─── Text passage ───

Human rights law and Senior Advocate of Nigeria Femi Falana has criticized “the persistent violations of the provisions of the Administration of Criminal Justice Act (ACJA) by law enforcement agents and other criminal justice actors”, stating that “judges, prosecutors and investigators should face clear sanctions for violation of ACJA provisions.”

According to Falana, “the next phase of ACJA reform must integrate human rights and social justice. Equality before the law will remain fiction if the poor cannot access justice in Nigeria.”

Falana stated this last week in a paper titled ‘A Decade of the ACJA; Charting the Course of Criminal Justice Reform in Nigeria’, and presented at the public lecture organised by the Centre for Socio-Legal Studies to  commemorate the 10th Anniversary of the Administration of Criminal Justice Act (ACJA) 2015 in Lagos.

Falana said, “Legal aid must be constitutionally guaranteed and funded. ACJA implementation should be aligned with Chapter II rights on welfare, education and social justice.”

Falana also said that, “a silent but undeniable truth is that the Nigerian criminal justice system disproportionately targets the poor. The offences that fill Nigerian prisons are overwhelmingly poverty related such as petty theft, street trading offences, minor property crimes and failure to pay fines.”

The paper, read in part: “Courts may enforce Chapter II where there is supporting legislation. The ACJA is one such vehicle for making justice accessible to all.”

“The ACJA is more than a procedural reform. It is a social justice instrument. Every society is judged not by how it treats the powerful but by how it treats the poor, the weak and the vulnerable.”

“Criminal justice in Nigeria is deeply intertwined with socio-economic realities. As long as poverty, inequality and systemic corruption continue to shape who gets arrested, who gets detained and who gets justice, the criminal justice system cannot claim to be fair or constitutional.”

───

_Request 1:_
According to the article, why does Falana say the Nigerian criminal justice system cannot claim to be fair or constitutional? Answer in one to three sentences.
_Request 2:_
Please extract the part of the article from "Human rights law" to "2015 in Lagos.".
_Request 3:_
Answer these questions from the article:
(a) Which organization held the public lecture where Falana presented his paper?
(b) In which city was the lecture held?
(c) What does Falana say must be constitutionally guaranteed and funded?
Work only from the article above.

─── Provided information ───

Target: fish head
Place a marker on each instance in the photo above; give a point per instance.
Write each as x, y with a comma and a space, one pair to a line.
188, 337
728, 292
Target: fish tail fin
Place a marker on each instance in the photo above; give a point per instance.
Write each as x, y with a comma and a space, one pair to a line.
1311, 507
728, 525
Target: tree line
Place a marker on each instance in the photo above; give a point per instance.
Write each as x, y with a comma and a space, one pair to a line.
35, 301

───
─── Provided information ───

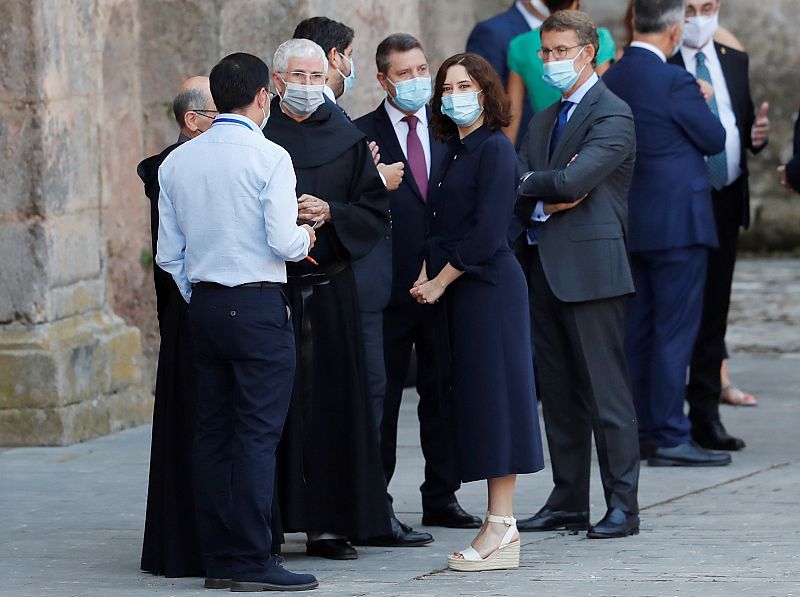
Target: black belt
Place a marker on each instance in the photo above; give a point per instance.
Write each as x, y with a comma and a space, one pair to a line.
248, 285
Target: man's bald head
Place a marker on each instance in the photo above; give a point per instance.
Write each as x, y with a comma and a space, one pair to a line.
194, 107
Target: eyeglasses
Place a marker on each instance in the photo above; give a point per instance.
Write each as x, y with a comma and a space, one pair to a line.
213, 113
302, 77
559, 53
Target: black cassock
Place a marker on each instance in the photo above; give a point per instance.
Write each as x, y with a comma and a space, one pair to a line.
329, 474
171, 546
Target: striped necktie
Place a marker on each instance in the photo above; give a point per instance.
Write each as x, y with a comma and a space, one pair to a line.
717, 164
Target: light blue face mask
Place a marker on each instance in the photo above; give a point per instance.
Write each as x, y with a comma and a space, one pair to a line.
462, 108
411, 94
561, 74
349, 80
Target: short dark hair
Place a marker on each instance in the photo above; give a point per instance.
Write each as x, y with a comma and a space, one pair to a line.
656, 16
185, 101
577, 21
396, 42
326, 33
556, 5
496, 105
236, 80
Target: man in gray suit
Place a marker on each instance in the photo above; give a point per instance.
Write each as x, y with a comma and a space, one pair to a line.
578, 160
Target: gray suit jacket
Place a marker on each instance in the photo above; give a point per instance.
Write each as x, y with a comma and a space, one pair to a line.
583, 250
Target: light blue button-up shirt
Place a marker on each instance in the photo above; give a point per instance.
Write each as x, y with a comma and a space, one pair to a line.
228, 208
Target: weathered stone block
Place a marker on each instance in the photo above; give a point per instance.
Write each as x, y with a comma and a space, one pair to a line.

───

_Correct result 1:_
Poverty, inequality and systemic corruption continue to shape who gets arrested, who gets detained and who gets justice. As long as that remains true, Falana says, the system cannot claim to be fair or constitutional.

_Correct result 2:_
Human rights law and Senior Advocate of Nigeria Femi Falana has criticized “the persistent violations of the provisions of the Administration of Criminal Justice Act (ACJA) by law enforcement agents and other criminal justice actors”, stating that “judges, prosecutors and investigators should face clear sanctions for violation of ACJA provisions.”

According to Falana, “the next phase of ACJA reform must integrate human rights and social justice. Equality before the law will remain fiction if the poor cannot access justice in Nigeria.”

Falana stated this last week in a paper titled ‘A Decade of the ACJA; Charting the Course of Criminal Justice Reform in Nigeria’, and presented at the public lecture organised by the Centre for Socio-Legal Studies to  commemorate the 10th Anniversary of the Administration of Criminal Justice Act (ACJA) 2015 in Lagos.

_Correct result 3:_
(a) The Centre for Socio-Legal Studies
(b) Lagos
(c) Legal aid